[Natural language region descriptions]
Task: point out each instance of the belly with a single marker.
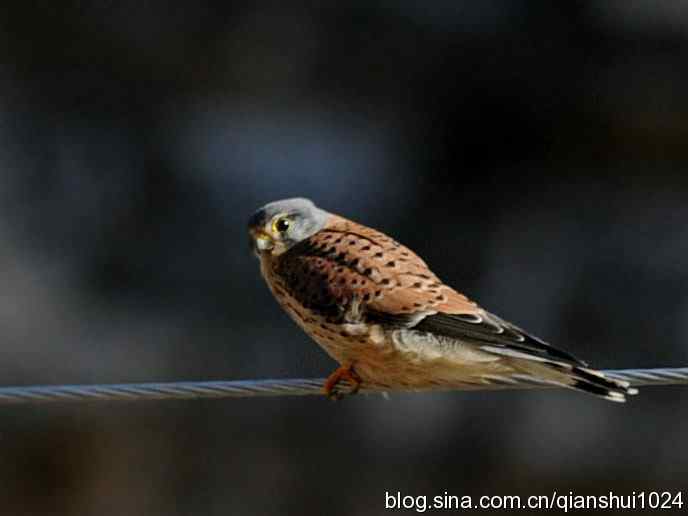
(392, 358)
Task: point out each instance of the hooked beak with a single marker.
(261, 242)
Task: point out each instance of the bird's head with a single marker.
(279, 225)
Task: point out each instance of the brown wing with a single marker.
(346, 261)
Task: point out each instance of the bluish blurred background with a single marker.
(534, 153)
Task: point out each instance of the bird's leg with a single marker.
(342, 373)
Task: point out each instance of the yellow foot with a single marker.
(346, 374)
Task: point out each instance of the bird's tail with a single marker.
(569, 375)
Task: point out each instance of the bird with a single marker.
(377, 309)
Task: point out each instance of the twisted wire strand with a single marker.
(284, 387)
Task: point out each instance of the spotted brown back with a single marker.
(346, 262)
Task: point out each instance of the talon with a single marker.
(346, 374)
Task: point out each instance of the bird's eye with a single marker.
(281, 225)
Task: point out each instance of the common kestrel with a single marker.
(377, 309)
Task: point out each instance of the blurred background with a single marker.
(534, 154)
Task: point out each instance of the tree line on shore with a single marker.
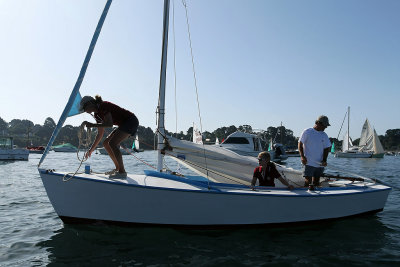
(26, 133)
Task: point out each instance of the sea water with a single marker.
(31, 234)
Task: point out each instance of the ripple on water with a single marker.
(32, 234)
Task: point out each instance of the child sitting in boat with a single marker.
(107, 115)
(266, 173)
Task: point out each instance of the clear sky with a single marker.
(258, 62)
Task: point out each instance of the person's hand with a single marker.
(88, 154)
(304, 160)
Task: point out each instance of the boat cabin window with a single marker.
(5, 143)
(236, 140)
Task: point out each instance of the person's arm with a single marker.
(253, 182)
(325, 156)
(107, 122)
(99, 136)
(283, 181)
(301, 152)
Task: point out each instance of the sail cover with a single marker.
(71, 108)
(369, 140)
(219, 164)
(367, 132)
(377, 145)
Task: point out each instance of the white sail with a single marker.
(366, 137)
(222, 165)
(136, 142)
(197, 137)
(369, 140)
(345, 144)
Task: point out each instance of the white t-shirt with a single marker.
(314, 143)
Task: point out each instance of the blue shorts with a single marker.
(310, 171)
(130, 126)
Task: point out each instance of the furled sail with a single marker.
(366, 137)
(222, 165)
(377, 145)
(197, 137)
(72, 107)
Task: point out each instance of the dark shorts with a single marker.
(310, 171)
(130, 126)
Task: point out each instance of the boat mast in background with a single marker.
(161, 97)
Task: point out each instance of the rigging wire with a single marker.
(195, 82)
(85, 139)
(176, 106)
(341, 125)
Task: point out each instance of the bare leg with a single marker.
(316, 181)
(116, 138)
(307, 181)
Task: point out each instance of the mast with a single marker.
(348, 126)
(161, 97)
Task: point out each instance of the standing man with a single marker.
(314, 147)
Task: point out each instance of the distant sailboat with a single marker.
(369, 145)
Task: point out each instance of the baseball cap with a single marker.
(86, 99)
(323, 120)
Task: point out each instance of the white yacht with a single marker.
(8, 152)
(250, 145)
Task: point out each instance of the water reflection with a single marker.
(349, 241)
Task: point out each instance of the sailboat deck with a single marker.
(171, 182)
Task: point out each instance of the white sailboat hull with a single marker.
(172, 201)
(353, 155)
(14, 154)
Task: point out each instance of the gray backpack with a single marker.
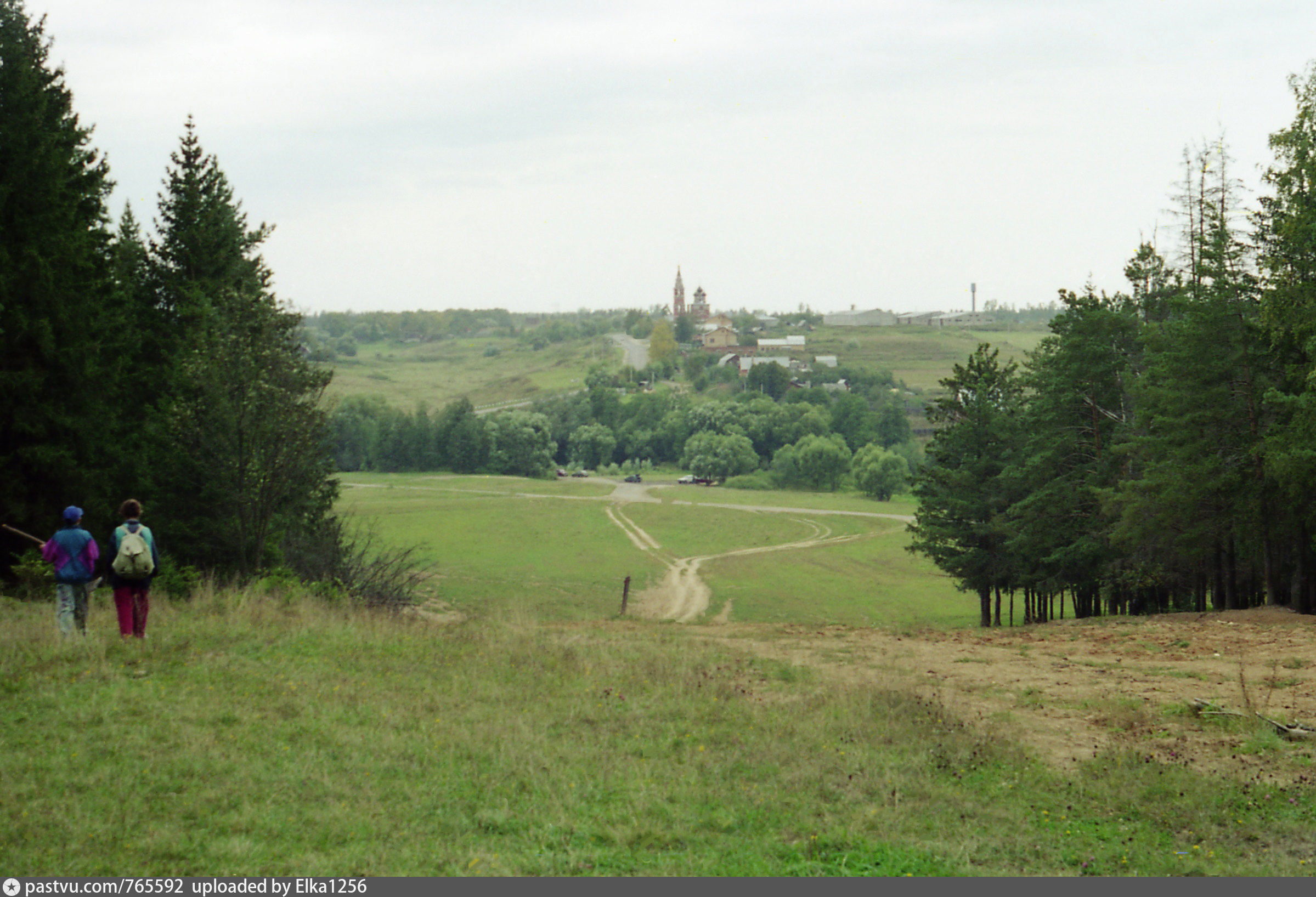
(134, 557)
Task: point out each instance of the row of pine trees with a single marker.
(1159, 450)
(162, 366)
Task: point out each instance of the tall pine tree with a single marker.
(54, 288)
(241, 440)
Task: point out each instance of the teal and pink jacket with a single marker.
(74, 554)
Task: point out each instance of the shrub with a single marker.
(337, 561)
(879, 473)
(36, 578)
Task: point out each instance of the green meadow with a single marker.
(494, 550)
(268, 731)
(261, 731)
(919, 355)
(549, 546)
(439, 373)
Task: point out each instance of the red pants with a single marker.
(132, 603)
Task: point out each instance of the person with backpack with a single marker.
(136, 561)
(74, 554)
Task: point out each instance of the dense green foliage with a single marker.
(55, 299)
(1157, 449)
(163, 368)
(601, 427)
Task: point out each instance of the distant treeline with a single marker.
(331, 334)
(1159, 450)
(598, 428)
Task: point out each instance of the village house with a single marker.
(853, 319)
(925, 319)
(719, 338)
(748, 362)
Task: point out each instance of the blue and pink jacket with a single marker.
(74, 554)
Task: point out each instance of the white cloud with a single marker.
(572, 154)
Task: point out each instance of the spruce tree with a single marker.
(54, 287)
(962, 495)
(242, 440)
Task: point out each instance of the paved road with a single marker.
(636, 350)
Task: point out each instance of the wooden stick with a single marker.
(27, 536)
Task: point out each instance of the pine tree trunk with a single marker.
(1304, 571)
(1232, 575)
(1218, 584)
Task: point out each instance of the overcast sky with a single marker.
(556, 156)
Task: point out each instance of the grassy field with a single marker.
(915, 354)
(272, 734)
(439, 373)
(496, 550)
(872, 582)
(902, 504)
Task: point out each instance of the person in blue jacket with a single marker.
(74, 554)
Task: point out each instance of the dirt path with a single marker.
(684, 596)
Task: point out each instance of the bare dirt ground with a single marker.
(1077, 688)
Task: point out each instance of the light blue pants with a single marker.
(71, 608)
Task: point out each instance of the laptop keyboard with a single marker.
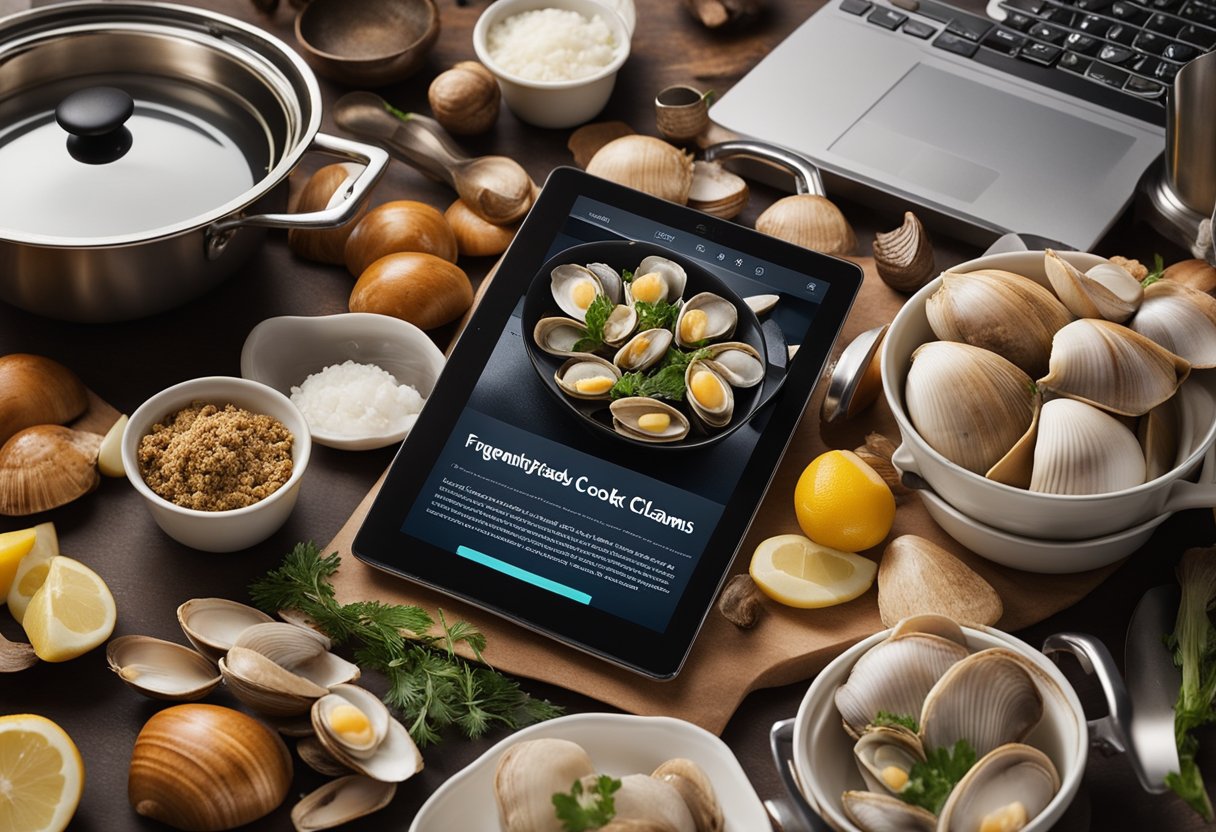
(1118, 54)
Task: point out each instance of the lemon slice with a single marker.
(41, 775)
(798, 572)
(32, 569)
(13, 546)
(71, 613)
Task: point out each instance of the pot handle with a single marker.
(781, 743)
(1110, 734)
(375, 161)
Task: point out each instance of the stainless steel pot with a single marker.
(145, 147)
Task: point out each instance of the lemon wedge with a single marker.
(41, 775)
(32, 569)
(798, 572)
(71, 613)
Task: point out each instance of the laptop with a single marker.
(1036, 117)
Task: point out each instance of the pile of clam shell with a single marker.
(705, 321)
(286, 673)
(990, 698)
(1070, 392)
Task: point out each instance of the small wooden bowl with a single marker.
(367, 43)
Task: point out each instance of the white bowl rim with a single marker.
(298, 466)
(501, 9)
(900, 411)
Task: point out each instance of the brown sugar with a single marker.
(215, 459)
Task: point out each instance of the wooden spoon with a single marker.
(494, 186)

# What is being asked
Omit the pictures and copy the records above exactly.

# Solution to this problem
Task: point out each instance of the belly with a single marker.
(392, 358)
Task: point out each instance of the hooked beak with a single marker.
(261, 242)
Task: point out each instance of the bird's head with a single marker.
(279, 225)
Task: point out each instance of the brown wing with a single marker.
(346, 261)
Task: point out each instance of the bluish blurred background with a single marker.
(534, 153)
Task: point out each instance of the bird's leg with a single marker.
(342, 373)
Task: point out each instance of the yellow foot with a single marker.
(346, 374)
Task: point out each instance of the bird's tail with a single marker.
(569, 375)
Task: point out each instance of the bird with a single marker.
(377, 309)
Task: point out each instance of the twisted wire strand with a single marker.
(284, 387)
Task: point out each instance of the spotted brown back with a single marker.
(346, 262)
Task: point out each instance of the talon with a single marker.
(346, 374)
Task: point out each instance of the bird's eye with a single marker.
(281, 225)
Task: point out each instance of the common kestrel with a single marker.
(377, 309)
Task: point out each instance of the blurred background with a single marker.
(534, 154)
Task: point out each instance of the tree line on shore with a single marker.
(26, 133)
Task: point out each instance of the sea water with a single marker.
(31, 234)
Task: point out each instance of the ripple on water with a single marker.
(32, 234)
Task: point out each instance of the child sitting in boat with a single marker.
(107, 115)
(266, 173)
Task: point out each instance of the clear sky with a single marker.
(258, 62)
Task: point out each instance of the person's hand with a single marker.
(88, 154)
(304, 160)
Task: point out each instance of the boat cabin window with a single marker.
(5, 143)
(236, 140)
Task: point out each instance of the person's arm with a single marker.
(253, 182)
(325, 156)
(107, 122)
(99, 136)
(283, 181)
(301, 152)
Task: point out each instance of the sail cover with a single marker.
(71, 108)
(369, 140)
(219, 164)
(367, 132)
(377, 145)
Task: point out each instance of the white sail with a single marker.
(366, 137)
(222, 165)
(136, 142)
(197, 137)
(369, 140)
(345, 144)
Task: point out each instance of the white t-shirt with a single marker.
(314, 143)
Task: point out each instance of the blue shorts with a single marker.
(310, 171)
(130, 126)
Task: point out each instance of the furled sail with a single marker.
(366, 137)
(222, 165)
(377, 145)
(197, 137)
(72, 107)
Task: point out each instance of the dark shorts with a single marker.
(310, 171)
(130, 126)
Task: point out each instance of the boat mast in background with a single marker.
(161, 97)
Task: point out each instance of the rigging wire with a single marker.
(195, 82)
(85, 139)
(176, 106)
(341, 125)
Task: point out each instance of the bare leg with a single marker.
(316, 181)
(116, 138)
(307, 181)
Task: point out each instance of the mast with a single marker.
(348, 126)
(161, 97)
Task: point out each instance of the standing man with a single marker.
(314, 147)
Task: point out each instance of the distant sailboat with a single marker.
(369, 145)
Task: point out each instance of the baseball cap with a single marker.
(86, 99)
(323, 120)
Task: point out each instance of the white yacht with a single marker.
(8, 152)
(250, 145)
Task: point out each instance of the water reflection with a single marker.
(349, 241)
Task: point out each instance of the sailboat deck with a single marker.
(171, 182)
Task: point out each instance of the white sailboat hull with a single marker.
(172, 201)
(353, 155)
(14, 154)
Task: point out each instance of the gray backpack with a single marker.
(134, 557)
Task: point out each instance of the row of pine trees with a single marker.
(1159, 450)
(162, 366)
Task: point out each instance of the tall pine tree with a single marker.
(54, 288)
(241, 440)
Task: point out each instance of the teal and pink jacket with a single marker.
(74, 554)
Task: point out each instance of the shrub with a single marker.
(337, 561)
(879, 473)
(36, 578)
Task: point out each instance of the green meadow with a single marker.
(494, 550)
(268, 731)
(261, 731)
(919, 355)
(549, 546)
(439, 373)
Task: point out each instance of the red pants with a single marker.
(132, 603)
Task: point out each instance of the person with backpack with a single marker.
(136, 561)
(74, 554)
Task: point out each instance of the dense green foliage with a single marker.
(55, 299)
(1157, 449)
(163, 368)
(601, 427)
Task: point out each instance of the distant treeline with a single marker.
(331, 334)
(1159, 450)
(598, 428)
Task: point out each instance of the village house with a single marker.
(853, 319)
(925, 319)
(719, 338)
(748, 362)
Task: point out each instance of the blue and pink jacket with a single marker.
(74, 554)
Task: point out each instance of the white cloud with a single marker.
(572, 154)
Task: point out each instance of the spruce tree with a single marker.
(54, 287)
(962, 495)
(242, 440)
Task: point out each instance of the paved road with a single marker.
(636, 350)
Task: point out each instance of the wooden stick with a single marker.
(27, 536)
Task: point out each instance of the pine tree trunk with a single marker.
(1304, 571)
(1232, 575)
(1218, 584)
Task: point out each instance of the overcast sky with a single marker.
(556, 156)
Task: point out each instance of the grassy field with a single marker.
(915, 354)
(272, 734)
(439, 373)
(496, 550)
(872, 582)
(902, 504)
Task: point out each instance of the person in blue jacket with a single marker.
(74, 554)
Task: point out each instance of the dirt path with a single marker.
(684, 596)
Task: point out each instance of the bare dirt ground with a single marker.
(1077, 688)
Task: point out each instance of the light blue pants with a single marker.
(71, 608)
Task: point out each instance of the laptop keyboard with a single marker.
(1118, 54)
Task: point out each instance of the lemon slice with a single marker.
(41, 775)
(798, 572)
(32, 569)
(13, 546)
(71, 613)
Task: point out each instance of the pot handle with a single marker.
(781, 743)
(1110, 734)
(375, 161)
Task: point out each instance of the stainless steel pot with a single marker.
(145, 147)
Task: point out each instance of the lemon wedge with a single marker.
(41, 775)
(32, 569)
(798, 572)
(71, 613)
Task: point out each instance of the laptop with a single marker.
(1036, 117)
Task: point out each instance of the pile of clam shell with a single marker.
(705, 321)
(286, 673)
(990, 698)
(1070, 392)
Task: point out each instance of the small wooden bowl with a single marker.
(367, 43)
Task: point out each instance of the white bowl rim with a single marker.
(298, 466)
(501, 9)
(900, 411)
Task: point out each instance of the brown sugar with a single marker.
(215, 459)
Task: point out each instance of the wooden spoon with a single marker.
(494, 186)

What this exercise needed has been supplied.